Nextcloud 16 implements Access Control Lists to replace classic File Servers

Originally published at: https://nextcloud.com/blog/nextcloud-16-implements-access-control-lists-to-replace-classic-file-servers/

Nc 16 logo

While Nextcloud is often used in companies to replace aging ‘shared folder’ solutions like a Windows Network Drive, the sharing model modern Dropbox-like solutions use is very different. Rather than a single, fixed folder structure available to all users and tightly controlled by IT, users have their own view on their data and can share files and folders at will with others, who will receive shared files in their home file view.

As this release brings so many improvements, we’ve written 4 other blogs with more details about the main features:

ACLs in sidebar

The old and new ways of sharing

A major difference between the folder tree ruled by system administrators and the user-centric view is the use of access control lists (ACL’s) in the ‘old’ world. These allow an admin to share a folder with all users while changing the access rights on sub folders and folders in those folders and so on. This makes it possible to have read-only access to a top folder, write access to a sub folder, read-only to a folder in there again and so on. Nextcloud can give users access to a Windows Network Drive as external storage and respects these ACL’s, but does not otherwise expose them for manipulation.

Nextcloud 16 introduces support for ACL’s in group folders. System administrators can set, on every file and (sub)folder in a group share, specific access rights. These are inherited by default, so a ‘no write access’ for a specific user or group will apply to all files and sub folders, unless overridden again by the system administrator.

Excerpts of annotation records
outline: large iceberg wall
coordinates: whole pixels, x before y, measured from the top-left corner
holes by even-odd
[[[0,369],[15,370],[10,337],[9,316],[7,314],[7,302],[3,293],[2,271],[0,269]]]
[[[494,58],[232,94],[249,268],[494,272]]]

■ WHAT YOU WILL DO:
(1) Can you reproduce the Nextcloud 16 announcement word for word from "While Nextcloud is" to "home file view."?
(2) Can you condense the paragraph beginning "Nextcloud 16 introduces support" in the Nextcloud 16 announcement into a short bulleted list that keeps its main facts?
(3) How would the Nextcloud 16 announcement go on after its final sentence? Continue it.
This data was drawn from a separate source.

■ ANSWERS FOR THE TASKS:
(1)
While Nextcloud is often used in companies to replace aging ‘shared folder’ solutions like a Windows Network Drive, the sharing model modern Dropbox-like solutions use is very different. Rather than a single, fixed folder structure available to all users and tightly controlled by IT, users have their own view on their data and can share files and folders at will with others, who will receive shared files in their home file view.

(2)
- Nextcloud 16 adds support for ACLs in group folders.
- System administrators can set specific access rights on every file and (sub)folder in a group share.
- These rights are inherited by default, so a "no write access" setting for a user or group applies to all files and subfolders.
- The system administrator can override an inherited right again.

(3)
Available for configuration are Read, Write, Create, Delete and Share permissions, each of which can be set to ‘inherit’, ‘allow’ or ‘deny’ for each user or group for each file and (sub)folder in a group share.

How it works

To set up a group folder with ACL’s, the administrator enables the Group Folders app, creates a group folder and selects the groups who should have access to it. Make sure the admin who has to set up the permissions is included. Then, enable the ‘advanced permissions’ setting.

In the Files app, go to the group folder and look at the sharing view. There will be a group folder permissions view, where you can specify permissions. Use the ‘Add advanced permission rule’ button to add a rule.

You now pick from a list of all groups and users who have access to the group folder and can then set the fine-grained permissions. Note that ‘inherit’ is default, and by removing the rule with the ‘x’ on the right you can return to the permissions inherited from the parent folder.

Users can see what their rights are, but not modify them.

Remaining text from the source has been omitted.